Brief:
Show every line of the items below that contains the word "water". Case counts.

>> BEGIN

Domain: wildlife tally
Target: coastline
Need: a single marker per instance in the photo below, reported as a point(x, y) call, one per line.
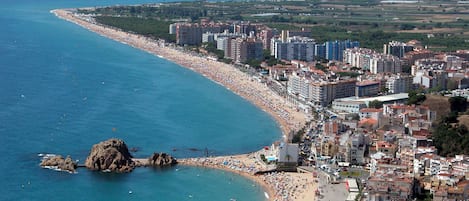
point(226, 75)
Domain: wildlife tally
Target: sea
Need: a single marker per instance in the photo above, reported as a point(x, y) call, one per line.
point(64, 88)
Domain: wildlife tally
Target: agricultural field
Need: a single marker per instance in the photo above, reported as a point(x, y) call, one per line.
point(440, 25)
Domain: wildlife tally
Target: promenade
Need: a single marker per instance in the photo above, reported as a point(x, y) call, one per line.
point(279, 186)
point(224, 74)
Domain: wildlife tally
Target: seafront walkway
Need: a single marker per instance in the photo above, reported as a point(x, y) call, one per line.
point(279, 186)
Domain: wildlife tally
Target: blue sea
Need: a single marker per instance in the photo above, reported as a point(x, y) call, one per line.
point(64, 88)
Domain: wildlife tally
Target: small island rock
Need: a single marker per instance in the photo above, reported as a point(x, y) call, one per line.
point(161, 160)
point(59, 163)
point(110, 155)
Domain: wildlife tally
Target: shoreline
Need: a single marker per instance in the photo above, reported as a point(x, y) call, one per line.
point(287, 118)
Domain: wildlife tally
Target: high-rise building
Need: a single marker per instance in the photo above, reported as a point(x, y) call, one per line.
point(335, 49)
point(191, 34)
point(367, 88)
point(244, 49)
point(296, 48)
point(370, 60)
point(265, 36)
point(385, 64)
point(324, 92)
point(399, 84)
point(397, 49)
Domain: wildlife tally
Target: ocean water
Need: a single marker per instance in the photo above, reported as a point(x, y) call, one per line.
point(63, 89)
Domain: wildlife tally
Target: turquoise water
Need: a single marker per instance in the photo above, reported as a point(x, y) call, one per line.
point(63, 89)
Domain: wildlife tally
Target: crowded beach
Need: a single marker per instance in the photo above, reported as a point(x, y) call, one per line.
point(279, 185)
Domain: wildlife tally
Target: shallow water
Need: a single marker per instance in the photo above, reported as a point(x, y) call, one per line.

>> END

Exercise result:
Target: ocean water
Target: turquoise water
Target: shallow water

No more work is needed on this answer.